### TO BE DONE
Rewrite the listing below, starting at its first line and ending with the line that has "[1287, 558]". Shift both coordinates of every answer point up by 73, and leave every other line as it is, including the sample points after "each point like".
== SUPPLIED DATA ==
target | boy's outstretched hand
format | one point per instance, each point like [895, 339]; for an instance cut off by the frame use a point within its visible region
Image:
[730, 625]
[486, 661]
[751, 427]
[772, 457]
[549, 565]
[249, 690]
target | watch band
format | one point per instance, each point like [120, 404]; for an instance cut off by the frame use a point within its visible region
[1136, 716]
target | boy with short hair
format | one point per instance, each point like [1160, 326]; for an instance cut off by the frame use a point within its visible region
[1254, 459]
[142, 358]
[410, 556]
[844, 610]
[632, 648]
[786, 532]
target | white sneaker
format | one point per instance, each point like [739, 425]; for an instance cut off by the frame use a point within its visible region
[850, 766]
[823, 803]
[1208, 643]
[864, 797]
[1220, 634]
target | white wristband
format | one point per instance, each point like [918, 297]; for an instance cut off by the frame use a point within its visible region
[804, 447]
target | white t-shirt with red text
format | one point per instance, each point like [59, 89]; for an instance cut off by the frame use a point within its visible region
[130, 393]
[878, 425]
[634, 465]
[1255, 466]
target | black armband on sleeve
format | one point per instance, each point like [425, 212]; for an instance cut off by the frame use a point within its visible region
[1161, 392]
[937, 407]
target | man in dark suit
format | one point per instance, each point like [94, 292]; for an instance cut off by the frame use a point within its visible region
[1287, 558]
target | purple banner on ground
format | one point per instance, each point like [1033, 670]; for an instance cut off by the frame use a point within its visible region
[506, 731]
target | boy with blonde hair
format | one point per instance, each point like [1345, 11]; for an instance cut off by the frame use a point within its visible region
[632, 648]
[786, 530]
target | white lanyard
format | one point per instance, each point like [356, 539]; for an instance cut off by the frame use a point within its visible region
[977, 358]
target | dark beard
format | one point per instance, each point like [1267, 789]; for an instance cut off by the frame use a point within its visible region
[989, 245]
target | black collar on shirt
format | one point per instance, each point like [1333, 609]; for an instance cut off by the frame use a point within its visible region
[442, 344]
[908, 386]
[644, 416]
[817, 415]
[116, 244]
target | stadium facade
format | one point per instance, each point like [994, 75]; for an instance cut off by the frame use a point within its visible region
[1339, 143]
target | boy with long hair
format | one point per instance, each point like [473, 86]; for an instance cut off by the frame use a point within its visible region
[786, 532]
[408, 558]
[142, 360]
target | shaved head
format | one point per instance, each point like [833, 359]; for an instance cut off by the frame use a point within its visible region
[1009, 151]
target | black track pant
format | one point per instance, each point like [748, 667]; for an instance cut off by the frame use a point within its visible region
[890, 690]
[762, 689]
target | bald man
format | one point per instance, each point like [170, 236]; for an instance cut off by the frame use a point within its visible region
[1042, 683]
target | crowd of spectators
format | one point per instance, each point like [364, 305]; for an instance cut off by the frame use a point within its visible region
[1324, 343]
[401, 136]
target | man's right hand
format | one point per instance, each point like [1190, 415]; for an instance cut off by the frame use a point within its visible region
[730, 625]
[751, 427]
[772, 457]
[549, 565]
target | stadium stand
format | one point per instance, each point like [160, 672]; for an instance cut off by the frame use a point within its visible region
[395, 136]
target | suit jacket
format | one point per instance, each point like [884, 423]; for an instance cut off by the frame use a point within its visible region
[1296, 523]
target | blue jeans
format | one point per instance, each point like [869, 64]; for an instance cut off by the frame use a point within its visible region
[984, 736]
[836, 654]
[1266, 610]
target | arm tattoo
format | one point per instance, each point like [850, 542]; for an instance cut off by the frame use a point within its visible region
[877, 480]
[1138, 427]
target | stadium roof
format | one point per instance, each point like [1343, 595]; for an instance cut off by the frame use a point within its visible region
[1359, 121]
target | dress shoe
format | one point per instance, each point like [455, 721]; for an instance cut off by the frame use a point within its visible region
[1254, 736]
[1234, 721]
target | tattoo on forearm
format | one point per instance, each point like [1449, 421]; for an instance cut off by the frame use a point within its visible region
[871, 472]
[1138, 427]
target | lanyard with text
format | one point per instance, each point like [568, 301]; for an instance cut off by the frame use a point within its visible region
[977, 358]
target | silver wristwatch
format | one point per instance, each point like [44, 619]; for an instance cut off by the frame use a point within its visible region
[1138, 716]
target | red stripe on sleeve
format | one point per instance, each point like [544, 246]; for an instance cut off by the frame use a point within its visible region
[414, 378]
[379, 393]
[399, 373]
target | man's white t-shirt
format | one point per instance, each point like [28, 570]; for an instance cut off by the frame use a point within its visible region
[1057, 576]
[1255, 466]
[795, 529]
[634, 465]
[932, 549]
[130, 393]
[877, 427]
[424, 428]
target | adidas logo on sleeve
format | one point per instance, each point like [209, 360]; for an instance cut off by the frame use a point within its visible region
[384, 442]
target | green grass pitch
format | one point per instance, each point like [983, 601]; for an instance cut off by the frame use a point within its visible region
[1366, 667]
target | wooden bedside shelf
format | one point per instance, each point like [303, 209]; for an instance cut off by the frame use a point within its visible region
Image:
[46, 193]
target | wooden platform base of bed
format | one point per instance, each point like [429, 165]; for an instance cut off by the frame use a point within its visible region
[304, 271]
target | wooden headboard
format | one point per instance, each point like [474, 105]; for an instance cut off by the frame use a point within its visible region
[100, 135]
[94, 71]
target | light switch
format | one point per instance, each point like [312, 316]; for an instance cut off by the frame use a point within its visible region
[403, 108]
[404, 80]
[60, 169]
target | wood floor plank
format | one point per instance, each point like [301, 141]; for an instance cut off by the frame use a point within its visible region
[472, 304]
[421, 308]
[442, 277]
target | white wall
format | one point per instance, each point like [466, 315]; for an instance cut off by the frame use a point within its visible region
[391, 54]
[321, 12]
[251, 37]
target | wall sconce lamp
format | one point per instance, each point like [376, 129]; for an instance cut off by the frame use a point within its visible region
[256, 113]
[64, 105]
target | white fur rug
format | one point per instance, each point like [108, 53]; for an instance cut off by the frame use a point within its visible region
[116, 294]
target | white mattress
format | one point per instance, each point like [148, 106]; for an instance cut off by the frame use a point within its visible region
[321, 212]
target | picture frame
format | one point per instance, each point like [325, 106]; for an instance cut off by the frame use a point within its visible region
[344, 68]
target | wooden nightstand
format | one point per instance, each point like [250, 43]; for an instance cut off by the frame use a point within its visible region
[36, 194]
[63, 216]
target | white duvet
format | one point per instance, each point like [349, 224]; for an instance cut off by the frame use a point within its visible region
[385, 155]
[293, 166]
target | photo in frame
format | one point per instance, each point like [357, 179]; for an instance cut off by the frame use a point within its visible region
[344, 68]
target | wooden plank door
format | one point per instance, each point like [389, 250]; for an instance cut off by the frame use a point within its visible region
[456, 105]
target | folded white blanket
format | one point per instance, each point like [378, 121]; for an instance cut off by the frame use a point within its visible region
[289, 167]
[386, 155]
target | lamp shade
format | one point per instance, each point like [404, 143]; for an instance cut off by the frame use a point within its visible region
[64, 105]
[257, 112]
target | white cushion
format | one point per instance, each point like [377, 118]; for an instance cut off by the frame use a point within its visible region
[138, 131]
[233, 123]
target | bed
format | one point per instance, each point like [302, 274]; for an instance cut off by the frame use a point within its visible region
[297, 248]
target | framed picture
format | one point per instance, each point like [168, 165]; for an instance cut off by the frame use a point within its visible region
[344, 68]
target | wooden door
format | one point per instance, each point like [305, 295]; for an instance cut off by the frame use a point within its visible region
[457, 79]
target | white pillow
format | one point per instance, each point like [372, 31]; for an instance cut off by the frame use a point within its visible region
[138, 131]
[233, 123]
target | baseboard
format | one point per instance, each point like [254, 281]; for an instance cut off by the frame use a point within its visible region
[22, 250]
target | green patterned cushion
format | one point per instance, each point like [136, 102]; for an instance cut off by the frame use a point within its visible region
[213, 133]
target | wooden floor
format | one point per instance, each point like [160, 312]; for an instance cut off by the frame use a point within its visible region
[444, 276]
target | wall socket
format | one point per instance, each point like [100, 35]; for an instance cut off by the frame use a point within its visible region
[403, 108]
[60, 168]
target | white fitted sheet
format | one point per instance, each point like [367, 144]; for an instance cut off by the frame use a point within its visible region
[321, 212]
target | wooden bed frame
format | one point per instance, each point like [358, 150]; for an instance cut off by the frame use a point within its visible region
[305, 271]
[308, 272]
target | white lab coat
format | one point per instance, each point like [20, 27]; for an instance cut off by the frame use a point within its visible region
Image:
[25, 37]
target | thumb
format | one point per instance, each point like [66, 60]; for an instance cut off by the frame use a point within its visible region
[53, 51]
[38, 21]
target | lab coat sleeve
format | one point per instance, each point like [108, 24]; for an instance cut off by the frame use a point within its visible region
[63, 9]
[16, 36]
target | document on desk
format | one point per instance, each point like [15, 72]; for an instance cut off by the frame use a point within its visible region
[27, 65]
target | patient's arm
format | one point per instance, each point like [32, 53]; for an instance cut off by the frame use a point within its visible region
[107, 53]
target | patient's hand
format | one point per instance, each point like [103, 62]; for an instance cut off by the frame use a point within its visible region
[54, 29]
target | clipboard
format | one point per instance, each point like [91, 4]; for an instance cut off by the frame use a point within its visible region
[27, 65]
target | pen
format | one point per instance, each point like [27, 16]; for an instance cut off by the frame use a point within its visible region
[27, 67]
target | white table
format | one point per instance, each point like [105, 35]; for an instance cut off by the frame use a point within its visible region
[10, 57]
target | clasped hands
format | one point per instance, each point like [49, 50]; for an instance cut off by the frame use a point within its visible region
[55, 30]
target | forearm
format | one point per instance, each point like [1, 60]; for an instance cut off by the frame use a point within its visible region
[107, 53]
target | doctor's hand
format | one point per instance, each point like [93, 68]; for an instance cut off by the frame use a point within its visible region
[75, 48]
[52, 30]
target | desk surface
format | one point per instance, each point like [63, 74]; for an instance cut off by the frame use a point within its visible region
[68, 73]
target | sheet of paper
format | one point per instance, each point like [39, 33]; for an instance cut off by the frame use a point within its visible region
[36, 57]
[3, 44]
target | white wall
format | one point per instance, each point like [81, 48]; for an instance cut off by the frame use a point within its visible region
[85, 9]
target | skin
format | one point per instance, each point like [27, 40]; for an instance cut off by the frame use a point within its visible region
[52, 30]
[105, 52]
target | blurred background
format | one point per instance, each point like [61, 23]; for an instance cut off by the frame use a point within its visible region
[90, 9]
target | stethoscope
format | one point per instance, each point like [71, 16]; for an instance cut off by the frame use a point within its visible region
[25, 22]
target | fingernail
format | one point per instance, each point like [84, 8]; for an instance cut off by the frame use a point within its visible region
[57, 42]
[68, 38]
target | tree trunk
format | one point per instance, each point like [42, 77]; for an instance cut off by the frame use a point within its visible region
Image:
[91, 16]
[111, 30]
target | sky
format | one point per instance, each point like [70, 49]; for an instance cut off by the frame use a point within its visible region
===
### WRITTEN RESPONSE
target | boy's outstretched hand
format | one point per instance, each point like [895, 339]; for an instance cut off by the frame use a point within its visible region
Image:
[803, 698]
[559, 734]
[824, 500]
[845, 530]
[622, 638]
[322, 763]
target | watch band
format | one point per instance, each point like [120, 404]; for an instance cut off by the frame use a point within its visible region
[1209, 789]
target | boy with short hair
format | one point per instance, each point like [1160, 326]; for an instance cut off by the frame use a point within its visible region
[1327, 532]
[215, 431]
[483, 629]
[917, 683]
[705, 721]
[859, 605]
target | white sneaker
format | one point per instance, each point like [739, 425]; for an instance cut off by the frame use a point within its visible region
[923, 839]
[896, 876]
[1281, 716]
[937, 870]
[1293, 707]
target | white wristband
format | one point per instance, each point like [918, 297]; for an instance cut off by the frame use a point within its visible region
[877, 520]
target | white t-shirt with red text
format | one point per instance, each point like [59, 89]; for an instance cut off by the frame use a point within its visible region
[203, 466]
[951, 498]
[707, 538]
[1328, 539]
target | black armband on sleeve
format | one point per instance, each point like [425, 212]; for an instance cut off by the frame use a point within its visible region
[1234, 465]
[1010, 480]
target | man in dark suit
format | one point per instance, each point like [94, 292]; for an instance cut off by the frame use a point within its visible region
[1360, 631]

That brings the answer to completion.